Required work
1: Using the passage on hospitals and new health entrants, decide whether each statement agrees with it. Answer yes or no for each and quote the deciding words. (a) New entrants offer apps and services for specific diseases such as diabetes and asthma. (b) Most healthcare systems have decided that running a small software company in-house is viable in the long term. (c) Hospitals sometimes become part owners of new entrants.
2: Continue the passage on hospitals and new health entrants from the point where it stops.

Text shown

————

My colleague, Jerome Pagani, Ph.D., and I have written extensively about how new entrants to the health space (hello CVS, Amazon, Walmart, and hundreds of garage-born startups) are attempting to squeeze into the former impenetrable zone between legacy healthcare systems and their patients. We see this disintermediation when hyper-focused apps and services are offered for specific diseases such as diabetes and asthma. We see it when sophisticated scheduling tools make it incredibly easy to book and carry out a virtual visit with a physician on the other side of the state or country. And we see it when companies start manufacturing their own generic medicines that are often cheaper than a traditional insurance company’s copay. After taking care of patients for decades or even centuries, how will hospitals and healthcare systems respond?
Naturally, hospitals have reacted in all the ways they can. Where it makes sense, they partner with the new entrants either in a conventional vendor-client relationship or sometimes put their money where their proverbial mouth is and become a part owner. Larger and well-funded entities have the resources to create their own tech or service offerings, thereby effectively competing directly with Silicon Valley. This can be quite successful, but most healthcare systems have concluded that running a small software company within their walls is far enough outside their core competencies that it’s not viable in the long term.

————

Raw data

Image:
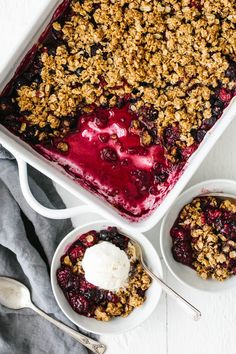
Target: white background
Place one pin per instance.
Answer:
(169, 330)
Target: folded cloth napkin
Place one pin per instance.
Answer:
(27, 244)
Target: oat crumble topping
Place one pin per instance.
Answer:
(204, 237)
(166, 57)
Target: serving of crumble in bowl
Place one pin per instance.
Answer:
(114, 302)
(198, 237)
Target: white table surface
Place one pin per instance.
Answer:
(169, 330)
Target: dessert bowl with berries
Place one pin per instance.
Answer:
(198, 236)
(98, 281)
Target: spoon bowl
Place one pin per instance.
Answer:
(16, 296)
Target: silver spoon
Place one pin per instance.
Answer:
(196, 314)
(16, 296)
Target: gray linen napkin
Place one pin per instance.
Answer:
(27, 244)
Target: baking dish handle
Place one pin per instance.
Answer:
(39, 208)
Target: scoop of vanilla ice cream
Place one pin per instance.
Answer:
(106, 266)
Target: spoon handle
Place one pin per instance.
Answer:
(91, 344)
(196, 314)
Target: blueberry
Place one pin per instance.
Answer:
(109, 154)
(104, 235)
(7, 106)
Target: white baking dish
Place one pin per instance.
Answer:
(25, 154)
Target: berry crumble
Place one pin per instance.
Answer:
(204, 237)
(126, 88)
(91, 301)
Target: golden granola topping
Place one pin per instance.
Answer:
(204, 237)
(170, 55)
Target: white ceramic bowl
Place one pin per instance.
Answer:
(183, 273)
(119, 324)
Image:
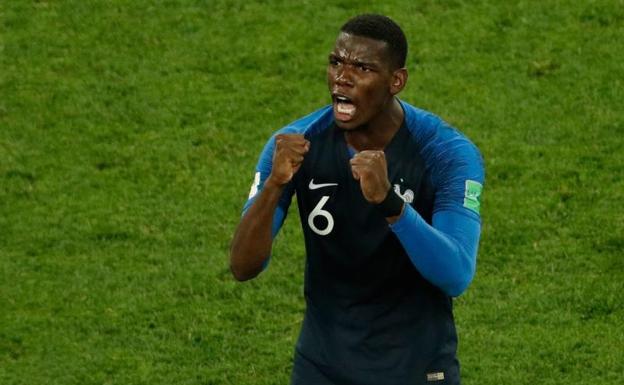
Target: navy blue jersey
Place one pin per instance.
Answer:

————

Answers to the exercises
1:
(a) Yes: "hyper-focused apps and services are offered for specific diseases such as diabetes and asthma"
(b) No: "it’s not viable in the long term"
(c) Yes: "sometimes put their money where their proverbial mouth is and become a part owner"

2:
New artificial intelligence (AI) tools that have been taking the world by storm in the last six months might be just what the doctor ordered to help hospitals and healthcare systems compete to keep their patients in the family. Large language models like ChatGPT have shown great ability to parse large amounts of information, manipulate it in useful ways, and communicate results as well as – or better than – most humans. Not only are these AIs good at generating text, but they have shown the ability to write software and create technical interfaces by “reading” through jargon-filled documents that stump all but the most sophisticated human data exchange experts.
The ultimate goal of these technologies, at least from the perspective of the healthcare provider, is to offer omnichannel communication to their customers (aka patients), both current and prospective. If someone wants to schedule an appointment by calling and speaking to a human, no problem. If someone wants to use a generic app that’s not branded to a specific system (think ZocDoc), no problem. If a prospective patient wants to look for and schedule appointments on the healthcare system’s website from a laptop, no problem. The look and feel might be different, but the outcome should be the same.
How can an AI help? From a sophisticated chatbot on the hospital’s web homepage, patients can enter free text requests and be routed to the correct part of the website to achieve their goals, such as scheduling a procedure or appointment, finding a physician who speaks their language, or getting more information about symptoms that they might be experiencing. Improved engagement can be achieved by making it easy to do the tasks that patients typically do without help from experts or hospital staff.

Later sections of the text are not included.